GIVEN PROBLEM
Set down every line of the entries below as a JSON list of strings, one string per line, skipping blank lines and leaving the pictures out.

DATASET ROWS
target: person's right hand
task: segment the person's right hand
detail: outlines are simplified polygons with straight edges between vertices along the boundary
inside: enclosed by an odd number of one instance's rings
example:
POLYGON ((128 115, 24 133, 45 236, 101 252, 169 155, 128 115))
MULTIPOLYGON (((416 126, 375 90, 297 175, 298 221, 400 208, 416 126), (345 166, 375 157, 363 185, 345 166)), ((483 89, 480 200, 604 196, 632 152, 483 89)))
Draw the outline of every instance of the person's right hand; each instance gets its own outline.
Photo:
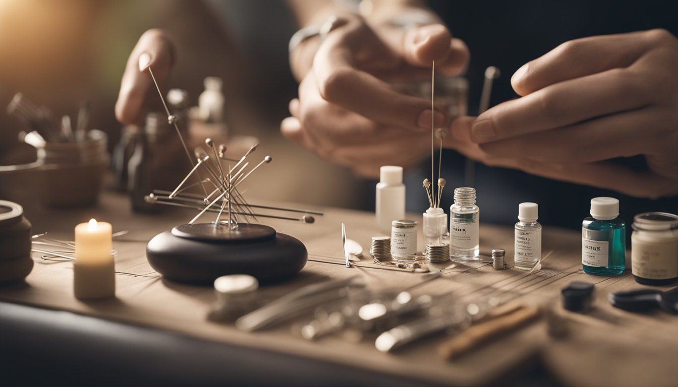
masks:
POLYGON ((174 58, 174 45, 162 30, 148 30, 141 35, 127 59, 120 85, 115 103, 119 121, 125 124, 141 122, 142 106, 148 91, 155 88, 147 68, 151 67, 156 80, 162 83, 170 75, 174 58))
POLYGON ((466 45, 439 24, 405 28, 341 18, 345 23, 315 53, 281 131, 359 175, 418 163, 430 150, 432 120, 440 127, 445 115, 438 108, 432 115, 430 100, 400 93, 388 81, 428 79, 434 60, 439 73, 458 74, 468 62, 466 45))

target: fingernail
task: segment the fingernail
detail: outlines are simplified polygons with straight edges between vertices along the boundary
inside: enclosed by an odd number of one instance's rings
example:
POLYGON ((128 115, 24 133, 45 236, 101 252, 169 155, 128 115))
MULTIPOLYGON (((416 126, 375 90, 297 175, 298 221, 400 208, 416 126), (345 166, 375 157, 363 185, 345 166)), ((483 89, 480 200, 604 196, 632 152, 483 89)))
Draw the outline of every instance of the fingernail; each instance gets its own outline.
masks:
POLYGON ((525 63, 513 73, 513 76, 511 77, 511 84, 517 83, 525 77, 525 75, 527 73, 527 66, 528 64, 525 63))
POLYGON ((473 124, 473 127, 471 129, 473 138, 477 140, 487 140, 496 137, 497 134, 494 131, 494 126, 490 119, 477 121, 473 124))
POLYGON ((422 26, 417 28, 417 35, 414 37, 414 43, 423 44, 424 41, 431 39, 431 36, 443 33, 445 29, 445 26, 442 24, 422 26))
POLYGON ((139 71, 144 71, 151 64, 151 54, 144 52, 139 56, 139 71))
POLYGON ((424 129, 431 129, 432 118, 433 120, 433 127, 441 127, 445 125, 445 115, 435 111, 433 112, 433 117, 431 117, 431 109, 426 109, 419 113, 419 117, 417 117, 417 126, 424 129))

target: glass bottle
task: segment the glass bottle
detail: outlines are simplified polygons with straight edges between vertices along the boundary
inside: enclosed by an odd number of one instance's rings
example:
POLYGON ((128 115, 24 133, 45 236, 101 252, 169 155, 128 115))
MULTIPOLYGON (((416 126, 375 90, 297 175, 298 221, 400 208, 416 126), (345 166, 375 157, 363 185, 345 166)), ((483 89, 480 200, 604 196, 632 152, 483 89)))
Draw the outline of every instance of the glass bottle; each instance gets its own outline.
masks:
POLYGON ((660 286, 678 281, 678 215, 639 213, 631 227, 631 273, 636 282, 660 286))
POLYGON ((475 188, 456 188, 450 212, 450 256, 458 261, 479 260, 480 209, 475 205, 475 188))
POLYGON ((626 224, 619 216, 619 200, 591 199, 591 216, 582 223, 582 267, 595 275, 619 275, 626 268, 626 224))
POLYGON ((422 216, 422 226, 426 243, 447 243, 447 214, 439 207, 430 207, 422 216))
POLYGON ((515 268, 530 270, 542 258, 542 225, 539 207, 536 203, 518 205, 518 222, 515 224, 513 260, 515 268))

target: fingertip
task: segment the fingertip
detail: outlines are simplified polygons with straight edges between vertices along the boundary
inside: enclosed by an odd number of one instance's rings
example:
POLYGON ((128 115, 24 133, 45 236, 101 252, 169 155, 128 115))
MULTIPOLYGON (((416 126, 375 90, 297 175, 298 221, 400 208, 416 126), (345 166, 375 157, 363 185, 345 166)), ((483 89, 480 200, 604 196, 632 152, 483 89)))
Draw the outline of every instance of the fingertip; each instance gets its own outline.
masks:
POLYGON ((139 71, 143 73, 151 66, 151 54, 148 52, 143 52, 139 56, 139 71))
POLYGON ((450 54, 452 37, 442 24, 423 26, 418 28, 414 39, 414 58, 422 64, 442 61, 450 54))
MULTIPOLYGON (((299 117, 299 98, 294 98, 290 101, 290 104, 287 104, 287 109, 290 110, 290 114, 294 117, 299 117)), ((284 121, 285 120, 283 121, 284 121)))
POLYGON ((513 90, 519 96, 523 96, 530 94, 530 90, 527 87, 527 83, 525 81, 526 79, 525 76, 527 75, 529 69, 530 64, 525 63, 520 68, 516 70, 515 73, 511 77, 511 85, 513 87, 513 90))
POLYGON ((118 98, 115 102, 115 118, 118 122, 125 125, 131 125, 134 123, 134 115, 130 111, 127 98, 124 96, 118 98))
POLYGON ((450 43, 447 56, 439 67, 445 75, 458 75, 466 71, 471 59, 471 53, 464 41, 453 39, 450 43))
POLYGON ((280 123, 280 131, 287 138, 296 140, 301 135, 301 123, 296 117, 286 117, 280 123))
POLYGON ((419 113, 417 117, 418 129, 429 129, 431 127, 440 127, 445 125, 445 115, 437 111, 426 109, 419 113))
POLYGON ((471 142, 471 127, 475 121, 476 117, 469 116, 462 116, 453 121, 450 125, 452 138, 463 142, 471 142))

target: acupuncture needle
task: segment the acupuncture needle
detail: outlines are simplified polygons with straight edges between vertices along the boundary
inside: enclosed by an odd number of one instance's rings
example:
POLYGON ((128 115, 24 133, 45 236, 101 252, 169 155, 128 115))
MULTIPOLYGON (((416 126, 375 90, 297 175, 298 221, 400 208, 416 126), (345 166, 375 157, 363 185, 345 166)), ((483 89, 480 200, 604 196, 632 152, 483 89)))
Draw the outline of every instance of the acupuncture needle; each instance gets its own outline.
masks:
MULTIPOLYGON (((167 121, 174 125, 174 129, 176 130, 176 134, 179 136, 179 140, 181 140, 181 144, 184 147, 184 150, 186 152, 186 157, 188 158, 188 162, 191 163, 191 166, 195 166, 195 163, 193 163, 193 159, 191 157, 191 153, 188 152, 188 147, 186 146, 186 142, 184 141, 184 137, 181 135, 179 127, 176 125, 176 117, 170 114, 170 109, 167 108, 167 105, 165 102, 165 97, 163 96, 163 93, 160 91, 160 86, 158 85, 158 82, 155 80, 155 75, 153 75, 153 70, 151 68, 151 66, 148 66, 145 69, 142 69, 142 71, 144 70, 148 70, 148 73, 151 74, 151 78, 153 80, 153 84, 155 85, 155 88, 157 89, 158 94, 160 96, 160 100, 162 101, 163 106, 165 107, 165 111, 167 114, 167 121)), ((200 176, 200 171, 196 171, 196 173, 198 175, 198 180, 202 182, 203 178, 200 176)), ((205 186, 201 184, 200 184, 200 186, 202 187, 203 191, 205 192, 205 196, 207 196, 207 191, 205 189, 205 186)))

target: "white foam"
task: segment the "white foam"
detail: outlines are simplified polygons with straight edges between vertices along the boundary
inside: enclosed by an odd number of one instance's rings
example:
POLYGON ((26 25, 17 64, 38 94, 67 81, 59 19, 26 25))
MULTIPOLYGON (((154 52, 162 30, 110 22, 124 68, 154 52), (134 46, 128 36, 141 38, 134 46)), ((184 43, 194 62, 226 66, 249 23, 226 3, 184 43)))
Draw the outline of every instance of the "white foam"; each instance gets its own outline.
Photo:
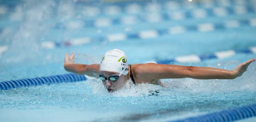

ANSWER TO THE EXERCISE
[
  "target: person's right hand",
  "task: segment the person's right hand",
  "detail: outlines are simplified polygons with straight edges between vertices along the boundary",
  "inside: enclosed by an odd number of one instance's rings",
  "example:",
  "POLYGON ((128 115, 24 133, 45 236, 101 252, 169 155, 128 115))",
  "MULTIPOLYGON (((416 126, 375 90, 297 175, 298 221, 400 208, 416 126), (345 166, 375 157, 363 185, 345 166)), ((483 89, 480 200, 604 196, 632 152, 483 89)))",
  "Draw the outline of every instance of the person's right hand; each instance gets its own outline.",
  "Photo:",
  "masks:",
  "POLYGON ((174 58, 174 45, 162 30, 148 30, 141 35, 127 59, 120 85, 115 103, 119 121, 125 124, 141 122, 142 106, 148 91, 155 88, 147 68, 151 67, 156 80, 162 83, 170 75, 174 58))",
  "POLYGON ((466 45, 439 24, 405 28, 341 18, 345 23, 315 53, 281 131, 359 175, 418 163, 430 150, 432 120, 440 127, 445 115, 438 108, 432 115, 430 100, 400 93, 388 81, 428 79, 434 60, 439 73, 458 74, 468 62, 466 45))",
  "target: fingernail",
  "task: segment the fingernail",
  "detail: outlines are simplified polygons with straight edges between vertices along the boundary",
  "inside: enclosed by an odd number of one instance's rings",
  "example:",
  "POLYGON ((128 115, 24 133, 45 236, 101 252, 169 155, 128 115))",
  "MULTIPOLYGON (((416 126, 375 90, 297 175, 298 221, 400 208, 416 126), (345 166, 375 157, 363 185, 345 166)), ((483 89, 480 200, 604 196, 632 152, 483 89)))",
  "Draw the outline of every instance of the fingernail; each instance gets its own outline.",
  "masks:",
  "POLYGON ((525 63, 513 73, 513 76, 511 77, 511 84, 517 83, 525 77, 525 75, 527 73, 527 66, 528 64, 525 63))",
  "POLYGON ((473 124, 473 127, 471 129, 473 138, 477 140, 487 140, 496 137, 497 134, 494 131, 494 126, 490 119, 477 121, 473 124))",
  "POLYGON ((422 26, 417 28, 417 35, 414 37, 414 43, 423 44, 424 41, 431 39, 431 36, 443 33, 445 29, 445 26, 442 24, 422 26))",
  "POLYGON ((139 71, 144 71, 151 64, 151 54, 144 52, 139 56, 139 71))",
  "POLYGON ((424 129, 431 129, 432 118, 433 120, 433 127, 441 127, 445 125, 445 115, 435 111, 433 112, 433 117, 431 117, 431 109, 426 109, 419 113, 419 117, 417 117, 417 126, 424 129))",
  "target: glass bottle",
  "task: segment the glass bottle",
  "detail: outlines are simplified polygons with straight edges between vertices along the boundary",
  "inside: enclosed by an odd number of one instance's rings",
  "example:",
  "POLYGON ((128 115, 24 133, 45 236, 101 252, 169 155, 128 115))",
  "MULTIPOLYGON (((416 126, 375 90, 297 175, 298 221, 400 208, 416 126), (345 166, 375 157, 363 185, 345 166)), ((483 89, 480 200, 604 196, 632 152, 483 89)))",
  "Draw the outline of every instance of the glass bottle; each instance gets its own outline.",
  "masks:",
  "POLYGON ((660 286, 678 281, 678 215, 639 213, 631 227, 631 273, 636 282, 660 286))",
  "POLYGON ((475 188, 456 188, 450 212, 450 256, 458 261, 479 260, 480 209, 475 205, 475 188))",
  "POLYGON ((626 224, 619 216, 619 200, 591 199, 591 216, 582 223, 582 267, 595 275, 619 275, 626 268, 626 224))",
  "POLYGON ((422 216, 422 226, 426 243, 447 243, 447 214, 439 207, 430 207, 422 216))",
  "POLYGON ((515 268, 530 270, 542 258, 542 225, 539 207, 536 203, 518 205, 518 222, 515 224, 513 260, 515 268))",
  "target: fingertip",
  "task: segment the fingertip",
  "detail: outlines are simplified polygons with straight edges between vertices along the boundary",
  "inside: enclosed by an odd number of one instance's rings",
  "example:",
  "POLYGON ((128 115, 24 133, 45 236, 101 252, 169 155, 128 115))",
  "MULTIPOLYGON (((416 126, 375 90, 297 175, 298 221, 400 208, 416 126), (345 166, 375 157, 363 185, 345 166)), ((483 89, 480 200, 604 196, 632 152, 483 89)))",
  "Draw the outline of every instance of the fingertip; each instance gets its own outline.",
  "masks:",
  "POLYGON ((139 71, 143 73, 151 66, 151 54, 148 52, 143 52, 139 56, 139 71))",
  "POLYGON ((450 54, 452 37, 442 24, 423 26, 418 28, 414 39, 414 58, 422 64, 442 61, 450 54))",
  "MULTIPOLYGON (((299 117, 299 98, 294 98, 290 101, 290 104, 287 104, 287 109, 290 110, 290 114, 294 117, 299 117)), ((284 121, 285 120, 283 121, 284 121)))",
  "POLYGON ((513 90, 519 96, 523 96, 530 94, 530 90, 527 87, 527 83, 525 81, 526 79, 525 76, 527 75, 529 69, 530 64, 525 63, 520 68, 516 70, 515 73, 511 77, 511 85, 513 87, 513 90))",
  "POLYGON ((118 98, 115 102, 115 118, 118 122, 125 125, 131 125, 134 123, 134 115, 130 111, 127 98, 124 96, 118 98))",
  "POLYGON ((450 43, 447 56, 439 67, 445 75, 458 75, 466 71, 471 59, 471 53, 464 41, 453 39, 450 43))",
  "POLYGON ((280 123, 280 131, 287 138, 296 140, 301 135, 301 123, 296 117, 286 117, 280 123))",
  "POLYGON ((419 113, 417 117, 418 129, 429 129, 431 127, 440 127, 445 125, 445 115, 437 111, 426 109, 419 113))",
  "POLYGON ((471 142, 471 127, 475 121, 476 117, 469 116, 462 116, 453 121, 450 125, 452 138, 463 142, 471 142))",
  "target: acupuncture needle",
  "task: segment the acupuncture needle",
  "detail: outlines are simplified polygons with straight edges between vertices along the boundary",
  "inside: enclosed by an odd number of one instance's rings",
  "example:",
  "POLYGON ((128 115, 24 133, 45 236, 101 252, 169 155, 128 115))",
  "MULTIPOLYGON (((416 126, 375 90, 297 175, 298 221, 400 208, 416 126), (345 166, 375 157, 363 185, 345 166)), ((483 89, 480 200, 604 196, 632 152, 483 89)))",
  "Draw the outline of every instance of the acupuncture needle; each instance gets its own outline.",
  "masks:",
  "MULTIPOLYGON (((167 121, 174 125, 174 129, 176 130, 176 134, 179 136, 179 140, 181 140, 181 144, 184 147, 184 150, 186 152, 186 157, 188 158, 188 162, 191 163, 191 166, 195 166, 195 163, 193 163, 193 159, 191 157, 191 153, 188 152, 188 147, 186 146, 186 142, 184 141, 184 137, 181 135, 179 127, 176 125, 176 117, 170 114, 170 109, 167 108, 167 105, 165 102, 165 97, 163 96, 163 93, 160 91, 160 86, 158 85, 158 82, 155 80, 155 75, 153 75, 153 70, 151 68, 151 66, 148 66, 145 69, 142 69, 142 71, 144 70, 148 70, 148 73, 151 74, 151 78, 153 80, 153 84, 155 85, 155 88, 157 89, 158 94, 160 96, 160 100, 162 101, 163 106, 165 107, 165 111, 167 114, 167 121)), ((200 176, 200 171, 196 171, 196 173, 198 175, 198 180, 202 182, 203 178, 200 176)), ((205 186, 201 184, 200 184, 200 186, 202 187, 203 191, 205 192, 205 196, 207 196, 207 191, 205 189, 205 186)))",
  "target: \"white foam\"",
  "task: segment the \"white foam\"",
  "detail: outlines are simplified polygons with straight edges between vertices along the boundary",
  "inside: enclosed by an odd number of one instance's rings",
  "example:",
  "POLYGON ((26 25, 17 64, 38 94, 67 81, 59 19, 26 25))",
  "MULTIPOLYGON (((154 52, 162 30, 110 22, 124 68, 154 52), (134 46, 128 36, 141 38, 134 46)), ((184 43, 194 62, 226 66, 249 23, 226 3, 184 43)))",
  "Draw the outline of every instance of the \"white foam\"; each instance gets its own outline.",
  "Photo:"
]